Tips for travelling the EU on a budget
March 8, 2018

Tips for travelling the EU on a budget

The European Union covers both a very diverse and fascinating region of the world.

It is a region in which 50 languages are spoken (of which 24 are official languages) and a region in which you can both swim in the Atlantic Ocean in Gran Canaria and chase the Northern Lights in the Arctic Circle in Tromso. The European Union has it all: warm seasides, high mountains, big cities and chilly villages. It can surprise you with a desert in Poland, green forests in Northern Spain, and fish and chips served in the middle of the Mediterranean Sea in Malta.

Most importantly, the European Union offers many opportunities to be discovered. Here are some tips on how you can make the most of it on a student budget.

The first possibility involves joining the student organisation “AEGEE”. It is an interdisciplinary student organisation which brings together over 13,000 members from all over Europe and operates in over 200 academic cities (as well in Armenia, Azerbaijan, Belarus, Georgia, the Republic of Moldova and Ukraine). Its aim is to promote the idea of ​​a common Europe among young people.

CHALLENGES:
(1) Answer these questions using the budget travel article:
(a) How many languages are spoken in the region, and how many of them are official?
(b) In which country does the article place a desert?
(c) How many members does AEGEE bring together?
(2) Reproduce everything in the budget travel article from "Most importantly, the" down to "among young people.".
The material after this point isn't needed.

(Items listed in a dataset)
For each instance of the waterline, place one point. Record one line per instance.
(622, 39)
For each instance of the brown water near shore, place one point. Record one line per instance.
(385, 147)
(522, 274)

CORRECT ANSWERS:
(1)
(a) 50 languages, of which 24 are official.
(b) Poland.
(c) Over 13,000.

(2)
Most importantly, the European Union offers many opportunities to be discovered. Here are some tips on how you can make the most of it on a student budget.

The first possibility involves joining the student organisation “AEGEE”. It is an interdisciplinary student organisation which brings together over 13,000 members from all over Europe and operates in over 200 academic cities (as well in Armenia, Azerbaijan, Belarus, Georgia, the Republic of Moldova and Ukraine). Its aim is to promote the idea of ​​a common Europe among young people.